- [EXTRACT PROVIDED]:
HYsxe / PRINT

31 stars 3 forks source link

Normalizing by sub-cCRE activity by Cell Counts/Fragment Counts #21

Closed pl92297 closed 3 weeks ago

pl92297 commented 3 weeks ago

Hello,

Thank for building this great package.

I had a question related to differential analysis of sub-cCRE activity. As defined in the paper, we can quantify activity of sub-cCRE as average TFBS score within the segmented region. However, I imagine that given that the TFBS score indicates confidence of TF binding (and footprinting score is also a test statistic) predicted sub-cCRE activity is dependent on the total number of insertions in the region of interest as higher number of reads would provide greater power. Considering this, if I wanted to perform differential activity analysis on sub-cCRE regions between samples/pseudobulks should I consider adding library size/# of total insertions/ATAC reads/cell counts in the region as a covariate? Given that TFBS scores (CNN output) are not like counts I do not know if it would be appropriate to normalize by read counts.

Thanks!

EDIT: I thought about this a little bit more. Given that the footprinting scores are generated from left/right ratio of insertions I would expect that might correct for the read depth bias somewhat, but the precision of the ratio estimates would still presumably depend on the number of insertions. I see that the background dispersion model was also trained with a variable number of sequencing depths to potentially account for this, but I wonder whether there would be some way to have separate dispersion models trained at different sequencing depths to roughly match the estimated sample library size? I suspect that there may also be some sort of empirical model that captures mean/SD of dispersion at different depths. Another option might be to scale the sample insertions to match the sequencing depth of the training BAC data, but that has its own issues as well.

HYsxe commented 3 weeks ago

Thanks for the question!

- [INFORMATION PROVIDED]:
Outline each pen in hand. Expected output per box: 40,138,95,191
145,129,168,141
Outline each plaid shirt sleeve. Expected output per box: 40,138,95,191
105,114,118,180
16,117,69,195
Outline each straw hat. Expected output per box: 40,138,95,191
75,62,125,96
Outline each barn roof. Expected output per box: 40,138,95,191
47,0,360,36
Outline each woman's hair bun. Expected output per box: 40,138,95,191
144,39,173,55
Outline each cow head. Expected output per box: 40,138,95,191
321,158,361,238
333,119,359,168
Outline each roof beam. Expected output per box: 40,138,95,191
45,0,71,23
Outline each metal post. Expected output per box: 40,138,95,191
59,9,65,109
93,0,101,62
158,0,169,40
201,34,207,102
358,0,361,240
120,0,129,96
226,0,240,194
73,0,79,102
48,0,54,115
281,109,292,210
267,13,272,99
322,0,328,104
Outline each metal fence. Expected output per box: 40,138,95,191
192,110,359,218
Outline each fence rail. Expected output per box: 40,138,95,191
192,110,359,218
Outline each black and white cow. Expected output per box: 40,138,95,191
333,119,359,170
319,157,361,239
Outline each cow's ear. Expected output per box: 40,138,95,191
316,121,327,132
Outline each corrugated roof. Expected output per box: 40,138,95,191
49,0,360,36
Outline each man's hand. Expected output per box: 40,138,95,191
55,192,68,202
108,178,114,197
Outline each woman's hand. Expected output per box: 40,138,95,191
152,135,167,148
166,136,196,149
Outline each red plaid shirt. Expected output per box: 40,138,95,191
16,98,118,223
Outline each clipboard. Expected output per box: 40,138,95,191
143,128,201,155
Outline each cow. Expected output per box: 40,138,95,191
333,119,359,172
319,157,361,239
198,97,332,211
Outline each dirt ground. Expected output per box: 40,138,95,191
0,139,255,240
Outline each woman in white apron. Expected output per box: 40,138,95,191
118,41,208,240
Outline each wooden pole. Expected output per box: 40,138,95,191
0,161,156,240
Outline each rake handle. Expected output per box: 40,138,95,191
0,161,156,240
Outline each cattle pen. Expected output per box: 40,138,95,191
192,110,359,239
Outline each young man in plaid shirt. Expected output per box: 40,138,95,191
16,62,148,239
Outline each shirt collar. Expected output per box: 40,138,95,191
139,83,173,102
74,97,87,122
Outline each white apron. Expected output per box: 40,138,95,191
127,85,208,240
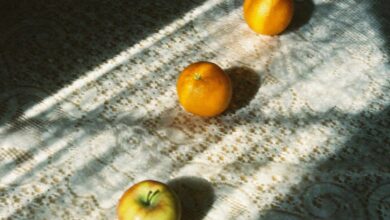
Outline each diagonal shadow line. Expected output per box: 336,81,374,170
2,0,386,218
1,4,218,182
2,3,232,217
0,0,209,126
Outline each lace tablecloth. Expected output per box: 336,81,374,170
0,0,390,220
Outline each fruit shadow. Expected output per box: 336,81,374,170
286,0,315,33
225,66,261,113
168,176,215,220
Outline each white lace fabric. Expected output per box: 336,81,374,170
0,0,390,220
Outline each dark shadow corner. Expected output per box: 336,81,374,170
168,176,215,220
371,0,390,56
286,0,314,32
225,66,261,113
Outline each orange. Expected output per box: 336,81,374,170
176,61,232,117
244,0,294,35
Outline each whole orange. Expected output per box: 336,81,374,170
244,0,294,35
176,61,232,117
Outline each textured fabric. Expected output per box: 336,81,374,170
0,0,390,220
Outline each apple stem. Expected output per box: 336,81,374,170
146,190,160,206
194,73,202,80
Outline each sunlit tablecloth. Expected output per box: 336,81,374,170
0,0,390,220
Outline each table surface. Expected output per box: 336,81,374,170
0,0,390,220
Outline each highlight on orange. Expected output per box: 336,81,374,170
176,61,232,117
244,0,294,35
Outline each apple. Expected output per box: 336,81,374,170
117,180,181,220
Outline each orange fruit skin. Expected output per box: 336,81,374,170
176,61,232,117
244,0,294,35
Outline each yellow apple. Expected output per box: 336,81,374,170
117,180,181,220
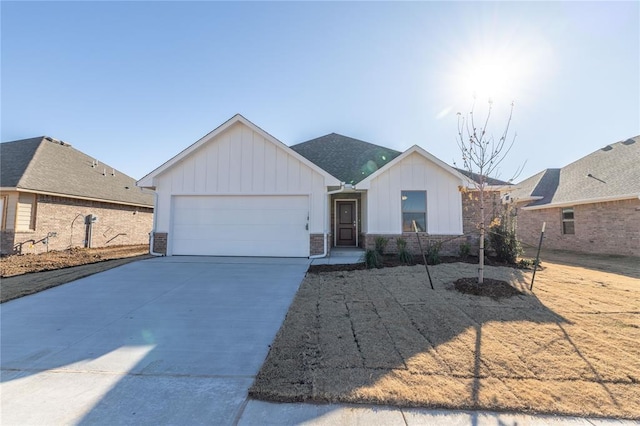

- [WHAT YOU NEED TO DO]:
a – Duplicate the part of the sub-cCRE normalization thread starting with "HYsxe / PRINT" and going on through "this great package.".
b – Write the next part of the thread on normalizing sub-cCRE activity, picking up after its final line.
The rows come from a source separate from the thread on sub-cCRE activity.

- [ANSWERS BY ITEM NUMBER]:
a –
HYsxe / PRINT

31 stars 3 forks source link

Normalizing by sub-cCRE activity by Cell Counts/Fragment Counts #21

Closed pl92297 closed 3 weeks ago

pl92297 commented 3 weeks ago

Hello,

Thank for building this great package.

b –
You are absolutely right that the overall depth will affect the scores to some extent. Indeed using center/flank ratio as a statistic will to some extent alleviate this issue, but just like you said, when there are lower depth and fewer reads, the model will estimate higher dispersion due to higher count noise, thus restricting the statistical significance.

In a certain way, this reflects the true statistical power of each dataset. If you have a dataset with 20M reads and another dataset with 200k reads, the latter is bound to have lower statistical power, much more noisy insertions, and as a result overall (genome-wide) lower TFBS scores.

However, we do often want to compare across samples. For now I think if you are not expecting a genome-wide gain of TF binding and accessibility (for example a global loss of nucleosome and opening of chromatin) across samples, I think you can try to match the TFBS score distribution in each sample. This can be achieved by either dividing the scores in each sample by it's mean TFBS, or a quantile normalization. Neither of these are perfect normalization methods, and we've had conversations in the lab about building a rigorous differential TF binding testing model like DESeq for RNAseq. So far we haven't had the bandwidth to do this but might look into this in the future.

If you have any suggestions please let us know!

Thank you!

pl92297 commented 3 weeks ago

Great-thank you for the clarification! Your suggestions of quantile normalizing or normalizing to a mean TFBS seem like a good place to start.